▶ _PROBLEM TO SOLVE_:
Rewrite every line of the records below, requests included, and move each point by adding 25 to both of its coordinates.

-- begin --

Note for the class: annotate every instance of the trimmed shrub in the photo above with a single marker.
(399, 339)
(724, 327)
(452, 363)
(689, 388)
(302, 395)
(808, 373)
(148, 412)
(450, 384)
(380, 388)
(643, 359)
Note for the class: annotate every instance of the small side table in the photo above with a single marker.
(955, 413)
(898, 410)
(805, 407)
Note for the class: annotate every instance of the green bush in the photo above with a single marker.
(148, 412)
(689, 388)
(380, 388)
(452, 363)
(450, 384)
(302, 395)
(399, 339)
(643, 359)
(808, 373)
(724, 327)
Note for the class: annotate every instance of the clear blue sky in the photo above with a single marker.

-- end --

▶ _EXPECTED ANSWER_:
Note for the class: annotate every instance of the trimmed shrub in the photo above with a single marker.
(424, 364)
(749, 352)
(477, 388)
(714, 413)
(327, 420)
(833, 398)
(173, 437)
(475, 409)
(405, 413)
(668, 384)
Note for the class: annotate every instance of the small side table in the photo above with a single marker.
(980, 438)
(923, 435)
(830, 432)
Note for the class: annotate every instance of the green bush in the photo above with a single marker.
(173, 437)
(714, 413)
(405, 413)
(477, 388)
(475, 409)
(327, 420)
(424, 364)
(668, 384)
(833, 398)
(749, 352)
Note for the class: annotate every instance of the clear blue sky in the photo above with a single marker.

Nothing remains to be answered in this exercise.